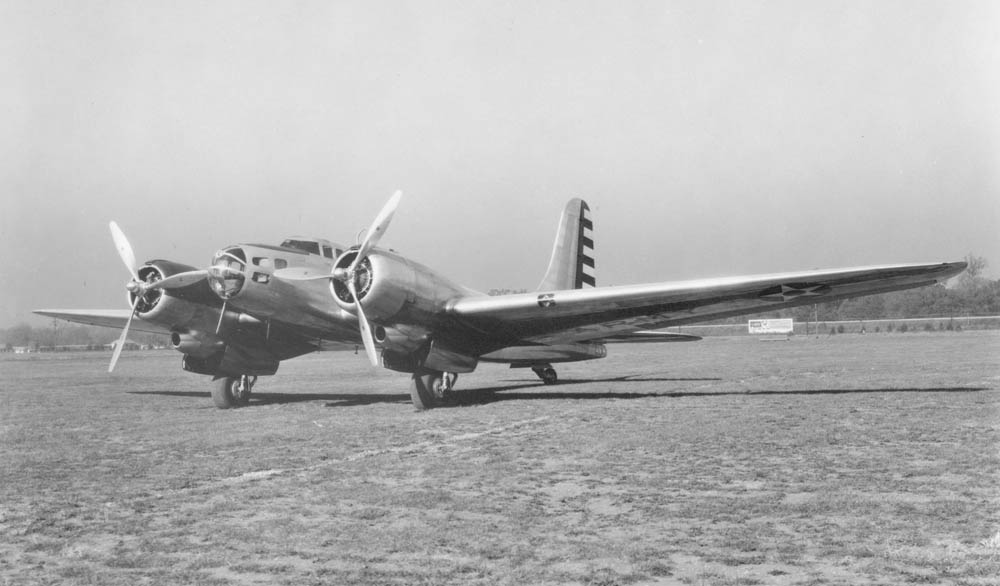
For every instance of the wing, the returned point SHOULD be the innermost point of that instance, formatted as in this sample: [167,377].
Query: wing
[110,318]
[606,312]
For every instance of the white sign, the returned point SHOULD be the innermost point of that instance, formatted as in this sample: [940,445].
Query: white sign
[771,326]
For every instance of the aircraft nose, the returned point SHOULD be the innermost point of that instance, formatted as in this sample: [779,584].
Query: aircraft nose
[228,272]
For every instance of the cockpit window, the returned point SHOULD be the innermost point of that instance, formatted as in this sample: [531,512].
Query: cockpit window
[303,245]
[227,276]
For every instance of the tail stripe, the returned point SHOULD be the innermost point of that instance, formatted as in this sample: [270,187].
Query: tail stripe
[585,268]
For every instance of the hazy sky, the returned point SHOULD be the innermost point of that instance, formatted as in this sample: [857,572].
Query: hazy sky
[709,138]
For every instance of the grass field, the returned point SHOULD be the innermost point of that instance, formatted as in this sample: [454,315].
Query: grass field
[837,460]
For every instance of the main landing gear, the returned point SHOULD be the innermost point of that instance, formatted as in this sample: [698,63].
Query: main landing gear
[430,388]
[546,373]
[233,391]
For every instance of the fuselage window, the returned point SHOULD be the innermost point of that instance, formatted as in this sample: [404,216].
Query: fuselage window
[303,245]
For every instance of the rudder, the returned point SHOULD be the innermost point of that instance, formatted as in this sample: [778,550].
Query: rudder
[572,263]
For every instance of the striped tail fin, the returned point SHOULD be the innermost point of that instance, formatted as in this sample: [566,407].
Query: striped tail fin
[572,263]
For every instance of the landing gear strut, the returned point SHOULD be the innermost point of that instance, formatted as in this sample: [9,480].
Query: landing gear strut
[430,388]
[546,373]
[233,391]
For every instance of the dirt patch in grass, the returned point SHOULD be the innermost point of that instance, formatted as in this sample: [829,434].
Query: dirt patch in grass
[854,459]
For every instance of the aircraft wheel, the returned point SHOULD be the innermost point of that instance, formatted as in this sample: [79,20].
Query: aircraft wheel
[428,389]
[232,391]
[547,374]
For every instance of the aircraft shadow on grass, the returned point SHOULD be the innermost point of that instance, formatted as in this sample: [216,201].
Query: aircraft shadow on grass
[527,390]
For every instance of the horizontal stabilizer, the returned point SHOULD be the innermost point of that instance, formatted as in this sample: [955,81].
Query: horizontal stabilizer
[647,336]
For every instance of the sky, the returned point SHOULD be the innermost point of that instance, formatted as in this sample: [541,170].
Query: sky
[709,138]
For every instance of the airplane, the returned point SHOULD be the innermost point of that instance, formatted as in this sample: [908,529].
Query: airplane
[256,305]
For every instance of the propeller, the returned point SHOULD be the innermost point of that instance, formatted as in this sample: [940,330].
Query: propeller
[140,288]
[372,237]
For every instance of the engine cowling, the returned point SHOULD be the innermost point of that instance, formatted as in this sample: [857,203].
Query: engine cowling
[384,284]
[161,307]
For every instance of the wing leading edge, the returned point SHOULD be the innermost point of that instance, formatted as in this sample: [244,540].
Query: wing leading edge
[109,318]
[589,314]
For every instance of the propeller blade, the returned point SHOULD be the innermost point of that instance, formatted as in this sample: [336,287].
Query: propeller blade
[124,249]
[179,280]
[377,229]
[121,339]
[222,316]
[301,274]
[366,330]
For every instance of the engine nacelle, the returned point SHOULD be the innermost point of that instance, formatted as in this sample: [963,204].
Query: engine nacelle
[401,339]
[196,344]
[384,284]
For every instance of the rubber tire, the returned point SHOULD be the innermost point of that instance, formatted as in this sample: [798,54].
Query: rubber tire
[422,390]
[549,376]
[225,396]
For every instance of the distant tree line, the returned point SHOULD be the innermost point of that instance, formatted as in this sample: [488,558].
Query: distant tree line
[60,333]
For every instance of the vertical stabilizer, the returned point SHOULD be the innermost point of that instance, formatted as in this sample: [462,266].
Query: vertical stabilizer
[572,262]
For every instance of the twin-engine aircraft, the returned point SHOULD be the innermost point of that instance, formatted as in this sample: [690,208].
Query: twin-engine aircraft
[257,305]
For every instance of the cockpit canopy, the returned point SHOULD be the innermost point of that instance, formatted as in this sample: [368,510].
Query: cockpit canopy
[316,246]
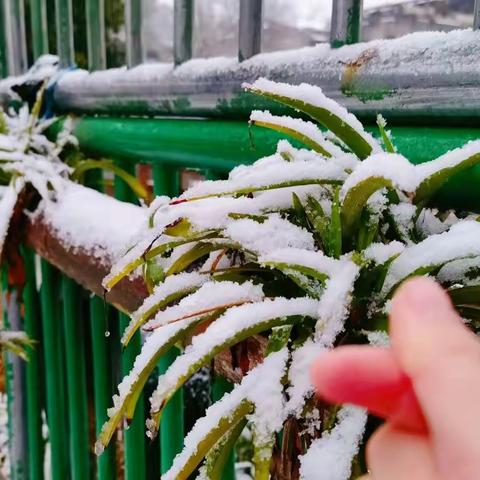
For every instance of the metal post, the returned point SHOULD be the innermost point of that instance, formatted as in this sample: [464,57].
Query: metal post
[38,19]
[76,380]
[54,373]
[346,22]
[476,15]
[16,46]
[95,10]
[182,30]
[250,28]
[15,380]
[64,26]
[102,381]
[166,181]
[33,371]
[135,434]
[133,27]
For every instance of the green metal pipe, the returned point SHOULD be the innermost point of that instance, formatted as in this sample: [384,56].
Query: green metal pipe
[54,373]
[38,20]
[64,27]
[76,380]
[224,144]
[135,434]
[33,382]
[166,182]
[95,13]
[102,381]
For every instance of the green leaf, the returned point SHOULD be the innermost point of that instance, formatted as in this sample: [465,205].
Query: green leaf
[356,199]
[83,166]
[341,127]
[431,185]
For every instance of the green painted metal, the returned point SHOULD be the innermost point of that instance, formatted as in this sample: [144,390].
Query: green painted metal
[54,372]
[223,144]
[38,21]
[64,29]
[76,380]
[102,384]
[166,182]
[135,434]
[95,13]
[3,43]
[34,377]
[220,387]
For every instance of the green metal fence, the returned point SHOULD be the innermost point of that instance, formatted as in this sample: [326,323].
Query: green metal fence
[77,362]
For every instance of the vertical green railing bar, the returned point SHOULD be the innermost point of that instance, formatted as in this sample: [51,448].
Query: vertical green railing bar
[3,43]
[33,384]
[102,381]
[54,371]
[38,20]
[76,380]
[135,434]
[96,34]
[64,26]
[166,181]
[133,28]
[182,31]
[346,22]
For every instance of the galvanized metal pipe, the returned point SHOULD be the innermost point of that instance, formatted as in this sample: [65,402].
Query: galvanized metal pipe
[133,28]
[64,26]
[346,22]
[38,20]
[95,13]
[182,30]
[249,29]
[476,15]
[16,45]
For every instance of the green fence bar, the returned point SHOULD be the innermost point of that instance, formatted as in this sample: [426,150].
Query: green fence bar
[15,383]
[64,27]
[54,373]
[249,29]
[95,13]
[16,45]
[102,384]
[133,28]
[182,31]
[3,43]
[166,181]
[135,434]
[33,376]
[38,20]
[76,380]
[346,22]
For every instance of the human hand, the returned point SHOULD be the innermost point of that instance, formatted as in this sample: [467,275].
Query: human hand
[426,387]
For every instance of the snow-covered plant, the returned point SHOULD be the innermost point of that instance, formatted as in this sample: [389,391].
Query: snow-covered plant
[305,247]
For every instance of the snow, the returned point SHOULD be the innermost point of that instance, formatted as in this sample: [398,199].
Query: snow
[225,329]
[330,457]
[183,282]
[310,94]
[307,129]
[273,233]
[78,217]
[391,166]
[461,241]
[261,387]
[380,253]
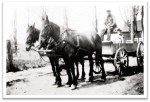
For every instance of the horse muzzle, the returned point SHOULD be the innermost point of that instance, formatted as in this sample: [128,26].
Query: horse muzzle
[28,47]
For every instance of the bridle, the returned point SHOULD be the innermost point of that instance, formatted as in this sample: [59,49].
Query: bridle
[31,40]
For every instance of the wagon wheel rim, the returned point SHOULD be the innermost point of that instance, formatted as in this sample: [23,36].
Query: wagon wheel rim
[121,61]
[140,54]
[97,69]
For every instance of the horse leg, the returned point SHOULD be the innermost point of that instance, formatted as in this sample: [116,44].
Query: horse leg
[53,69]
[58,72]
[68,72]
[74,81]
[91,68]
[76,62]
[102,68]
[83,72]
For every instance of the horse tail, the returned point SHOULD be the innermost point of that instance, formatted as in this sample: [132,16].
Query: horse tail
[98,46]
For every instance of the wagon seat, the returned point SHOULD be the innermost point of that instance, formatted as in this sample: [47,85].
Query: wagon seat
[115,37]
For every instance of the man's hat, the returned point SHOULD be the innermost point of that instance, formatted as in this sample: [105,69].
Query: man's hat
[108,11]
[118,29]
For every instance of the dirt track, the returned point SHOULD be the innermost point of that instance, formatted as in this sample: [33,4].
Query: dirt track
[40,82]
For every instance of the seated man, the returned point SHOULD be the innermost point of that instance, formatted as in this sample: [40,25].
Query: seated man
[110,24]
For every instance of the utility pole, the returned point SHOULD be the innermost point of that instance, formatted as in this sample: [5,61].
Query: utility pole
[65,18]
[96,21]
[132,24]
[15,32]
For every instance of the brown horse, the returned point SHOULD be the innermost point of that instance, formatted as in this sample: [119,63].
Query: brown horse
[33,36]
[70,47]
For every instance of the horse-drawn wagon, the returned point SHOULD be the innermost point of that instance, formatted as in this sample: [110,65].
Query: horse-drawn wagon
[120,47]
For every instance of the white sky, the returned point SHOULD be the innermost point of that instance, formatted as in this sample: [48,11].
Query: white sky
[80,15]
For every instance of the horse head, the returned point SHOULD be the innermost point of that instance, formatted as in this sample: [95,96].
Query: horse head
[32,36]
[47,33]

------

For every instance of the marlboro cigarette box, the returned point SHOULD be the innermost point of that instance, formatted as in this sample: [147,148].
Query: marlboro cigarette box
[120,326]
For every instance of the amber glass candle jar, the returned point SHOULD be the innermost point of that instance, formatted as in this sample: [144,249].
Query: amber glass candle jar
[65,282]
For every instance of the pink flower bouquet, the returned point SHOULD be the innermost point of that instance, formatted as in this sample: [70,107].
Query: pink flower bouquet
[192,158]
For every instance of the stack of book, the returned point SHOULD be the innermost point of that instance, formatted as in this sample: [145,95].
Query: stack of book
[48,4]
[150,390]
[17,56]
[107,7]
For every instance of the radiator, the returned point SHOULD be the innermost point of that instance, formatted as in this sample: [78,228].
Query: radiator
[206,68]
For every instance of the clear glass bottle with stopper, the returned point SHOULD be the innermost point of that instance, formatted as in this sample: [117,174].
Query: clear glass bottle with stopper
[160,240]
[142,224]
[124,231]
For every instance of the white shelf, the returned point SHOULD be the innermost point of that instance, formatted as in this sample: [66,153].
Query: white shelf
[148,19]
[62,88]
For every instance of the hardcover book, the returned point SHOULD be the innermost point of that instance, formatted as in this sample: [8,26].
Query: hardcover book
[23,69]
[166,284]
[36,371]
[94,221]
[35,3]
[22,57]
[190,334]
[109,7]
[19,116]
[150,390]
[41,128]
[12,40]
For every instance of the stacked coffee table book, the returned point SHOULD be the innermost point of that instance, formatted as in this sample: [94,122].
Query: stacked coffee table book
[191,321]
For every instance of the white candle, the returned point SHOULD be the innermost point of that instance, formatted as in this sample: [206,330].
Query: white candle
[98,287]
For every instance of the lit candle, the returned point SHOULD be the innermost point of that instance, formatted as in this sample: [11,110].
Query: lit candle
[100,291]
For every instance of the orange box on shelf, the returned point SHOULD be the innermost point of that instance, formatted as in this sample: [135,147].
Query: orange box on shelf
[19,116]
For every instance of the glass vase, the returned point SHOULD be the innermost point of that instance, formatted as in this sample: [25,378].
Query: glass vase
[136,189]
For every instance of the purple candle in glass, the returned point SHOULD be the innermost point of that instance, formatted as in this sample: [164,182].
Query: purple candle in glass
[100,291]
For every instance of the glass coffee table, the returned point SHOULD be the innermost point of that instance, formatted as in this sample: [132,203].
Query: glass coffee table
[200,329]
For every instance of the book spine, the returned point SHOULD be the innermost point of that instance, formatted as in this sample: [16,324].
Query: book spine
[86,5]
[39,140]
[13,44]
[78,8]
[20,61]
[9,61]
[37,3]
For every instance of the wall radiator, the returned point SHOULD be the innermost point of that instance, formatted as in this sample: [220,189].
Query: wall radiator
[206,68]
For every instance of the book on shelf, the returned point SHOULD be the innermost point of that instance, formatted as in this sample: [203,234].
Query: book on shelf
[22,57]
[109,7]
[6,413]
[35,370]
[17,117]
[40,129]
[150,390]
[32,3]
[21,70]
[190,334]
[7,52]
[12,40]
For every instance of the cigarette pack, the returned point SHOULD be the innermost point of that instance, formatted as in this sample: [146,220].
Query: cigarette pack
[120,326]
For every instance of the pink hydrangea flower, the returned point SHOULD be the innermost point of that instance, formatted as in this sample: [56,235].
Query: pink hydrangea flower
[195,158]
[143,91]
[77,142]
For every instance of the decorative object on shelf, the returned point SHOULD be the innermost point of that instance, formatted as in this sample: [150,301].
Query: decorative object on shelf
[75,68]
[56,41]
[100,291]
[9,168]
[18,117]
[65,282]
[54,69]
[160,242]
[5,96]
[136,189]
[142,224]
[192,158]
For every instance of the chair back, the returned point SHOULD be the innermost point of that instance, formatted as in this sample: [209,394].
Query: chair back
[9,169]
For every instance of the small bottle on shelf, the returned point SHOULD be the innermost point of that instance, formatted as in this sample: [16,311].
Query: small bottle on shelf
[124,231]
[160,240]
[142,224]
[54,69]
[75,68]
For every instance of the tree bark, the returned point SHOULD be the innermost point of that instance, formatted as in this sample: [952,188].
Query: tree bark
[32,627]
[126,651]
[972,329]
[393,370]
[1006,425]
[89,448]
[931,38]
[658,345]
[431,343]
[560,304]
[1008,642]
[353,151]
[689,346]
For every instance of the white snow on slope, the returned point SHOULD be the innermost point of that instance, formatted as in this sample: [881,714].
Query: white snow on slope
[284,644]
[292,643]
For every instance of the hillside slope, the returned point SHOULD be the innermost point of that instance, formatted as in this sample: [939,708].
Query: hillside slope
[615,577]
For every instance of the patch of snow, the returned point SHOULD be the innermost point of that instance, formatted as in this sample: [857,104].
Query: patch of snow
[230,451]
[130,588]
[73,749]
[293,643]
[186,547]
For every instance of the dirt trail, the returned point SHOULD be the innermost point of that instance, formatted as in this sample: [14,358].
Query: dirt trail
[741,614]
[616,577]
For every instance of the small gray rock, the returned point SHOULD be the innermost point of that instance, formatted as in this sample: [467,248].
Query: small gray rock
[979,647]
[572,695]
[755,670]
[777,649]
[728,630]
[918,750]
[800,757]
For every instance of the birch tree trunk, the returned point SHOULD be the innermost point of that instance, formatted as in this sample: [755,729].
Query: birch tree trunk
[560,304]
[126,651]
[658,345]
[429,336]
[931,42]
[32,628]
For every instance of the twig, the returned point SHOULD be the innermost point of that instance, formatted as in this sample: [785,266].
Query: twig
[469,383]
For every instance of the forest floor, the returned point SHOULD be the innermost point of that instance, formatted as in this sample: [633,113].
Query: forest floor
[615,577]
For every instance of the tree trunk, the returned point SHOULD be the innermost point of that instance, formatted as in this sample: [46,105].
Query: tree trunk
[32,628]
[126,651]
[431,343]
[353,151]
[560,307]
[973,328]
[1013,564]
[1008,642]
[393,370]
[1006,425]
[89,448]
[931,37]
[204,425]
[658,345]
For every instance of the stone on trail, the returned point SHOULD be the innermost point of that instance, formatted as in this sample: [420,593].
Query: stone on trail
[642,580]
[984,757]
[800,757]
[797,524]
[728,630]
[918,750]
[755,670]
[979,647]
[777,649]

------

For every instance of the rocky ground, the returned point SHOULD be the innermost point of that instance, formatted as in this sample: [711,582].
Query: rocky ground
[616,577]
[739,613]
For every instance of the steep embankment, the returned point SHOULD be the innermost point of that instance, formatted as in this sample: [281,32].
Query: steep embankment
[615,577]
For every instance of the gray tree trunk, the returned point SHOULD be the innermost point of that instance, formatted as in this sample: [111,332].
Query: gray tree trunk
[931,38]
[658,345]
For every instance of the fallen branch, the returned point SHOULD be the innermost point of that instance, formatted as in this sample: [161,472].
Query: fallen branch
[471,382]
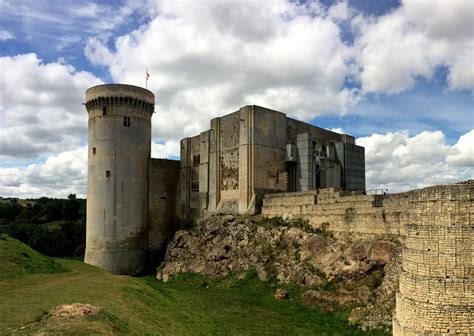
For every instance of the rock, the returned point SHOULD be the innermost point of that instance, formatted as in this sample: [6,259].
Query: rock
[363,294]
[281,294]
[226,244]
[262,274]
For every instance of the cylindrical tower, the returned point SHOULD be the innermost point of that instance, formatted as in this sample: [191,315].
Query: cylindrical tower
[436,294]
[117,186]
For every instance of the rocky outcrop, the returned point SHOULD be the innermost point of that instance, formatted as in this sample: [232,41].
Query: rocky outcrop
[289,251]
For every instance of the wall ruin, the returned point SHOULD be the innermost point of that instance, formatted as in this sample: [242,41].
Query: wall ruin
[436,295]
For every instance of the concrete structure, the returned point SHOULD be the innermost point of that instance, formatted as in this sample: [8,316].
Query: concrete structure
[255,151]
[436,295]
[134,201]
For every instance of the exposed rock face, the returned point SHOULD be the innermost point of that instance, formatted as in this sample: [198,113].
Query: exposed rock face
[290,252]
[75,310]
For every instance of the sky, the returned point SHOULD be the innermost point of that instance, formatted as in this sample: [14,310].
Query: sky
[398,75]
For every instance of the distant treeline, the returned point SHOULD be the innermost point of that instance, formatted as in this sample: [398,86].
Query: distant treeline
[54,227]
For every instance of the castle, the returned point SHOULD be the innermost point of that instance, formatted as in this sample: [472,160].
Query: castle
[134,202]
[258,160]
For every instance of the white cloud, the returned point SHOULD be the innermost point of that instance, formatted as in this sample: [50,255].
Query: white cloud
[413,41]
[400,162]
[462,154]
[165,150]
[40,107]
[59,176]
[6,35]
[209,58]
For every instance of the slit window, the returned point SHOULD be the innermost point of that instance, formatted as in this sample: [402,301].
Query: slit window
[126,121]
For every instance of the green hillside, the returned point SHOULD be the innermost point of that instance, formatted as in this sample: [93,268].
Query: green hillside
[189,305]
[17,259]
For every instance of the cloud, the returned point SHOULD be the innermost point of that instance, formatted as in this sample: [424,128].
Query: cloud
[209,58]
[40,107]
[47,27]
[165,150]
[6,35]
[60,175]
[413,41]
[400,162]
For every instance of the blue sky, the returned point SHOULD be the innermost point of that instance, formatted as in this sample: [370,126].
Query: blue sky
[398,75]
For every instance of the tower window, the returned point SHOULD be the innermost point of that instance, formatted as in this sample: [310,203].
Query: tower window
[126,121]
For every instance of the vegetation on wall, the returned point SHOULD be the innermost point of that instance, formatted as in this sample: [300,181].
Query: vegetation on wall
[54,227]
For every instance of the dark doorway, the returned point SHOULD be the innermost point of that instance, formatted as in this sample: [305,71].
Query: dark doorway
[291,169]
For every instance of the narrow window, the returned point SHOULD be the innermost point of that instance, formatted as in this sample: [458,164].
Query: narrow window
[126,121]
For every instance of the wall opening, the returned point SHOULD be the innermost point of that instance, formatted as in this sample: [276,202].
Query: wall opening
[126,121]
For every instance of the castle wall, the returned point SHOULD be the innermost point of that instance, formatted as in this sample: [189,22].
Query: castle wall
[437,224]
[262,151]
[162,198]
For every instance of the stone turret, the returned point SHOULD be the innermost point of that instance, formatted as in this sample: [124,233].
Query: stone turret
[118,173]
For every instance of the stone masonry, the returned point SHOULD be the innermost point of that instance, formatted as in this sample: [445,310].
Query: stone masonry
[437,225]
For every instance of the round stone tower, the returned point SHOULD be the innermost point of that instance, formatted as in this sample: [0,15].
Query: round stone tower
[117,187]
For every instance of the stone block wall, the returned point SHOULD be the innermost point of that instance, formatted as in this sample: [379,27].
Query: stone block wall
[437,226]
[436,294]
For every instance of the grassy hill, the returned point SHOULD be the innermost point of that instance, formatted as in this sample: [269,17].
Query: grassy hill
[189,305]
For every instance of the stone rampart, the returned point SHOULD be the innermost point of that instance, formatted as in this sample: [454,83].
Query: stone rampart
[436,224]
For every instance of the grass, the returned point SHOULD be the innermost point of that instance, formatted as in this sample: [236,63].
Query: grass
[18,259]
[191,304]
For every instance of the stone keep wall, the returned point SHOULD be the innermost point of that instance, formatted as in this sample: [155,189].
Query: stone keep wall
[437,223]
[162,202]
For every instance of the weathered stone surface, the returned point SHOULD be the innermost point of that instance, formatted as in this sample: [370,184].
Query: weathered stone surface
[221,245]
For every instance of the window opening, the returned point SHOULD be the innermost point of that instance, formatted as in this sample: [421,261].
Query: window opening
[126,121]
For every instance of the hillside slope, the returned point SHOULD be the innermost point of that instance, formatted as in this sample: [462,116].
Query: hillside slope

------

▸ The task
Retype only this portion of the data above: the line containing "Query: chair back", the line containing "For every instance of the tree bark, the", and all lines between them, exactly.

▸ Result of this exercise
Query: chair back
[9,169]
For every instance of the small bottle on shelf, the returned point SHOULD be the innermost point of that instance, formatted as in this sample: [16,311].
Query: small bottle on shelf
[124,231]
[160,240]
[142,224]
[54,69]
[75,68]
For every instance of the tree bark, the returned point SHOULD be the innermost point of that instance, formatted as in this sample: [952,188].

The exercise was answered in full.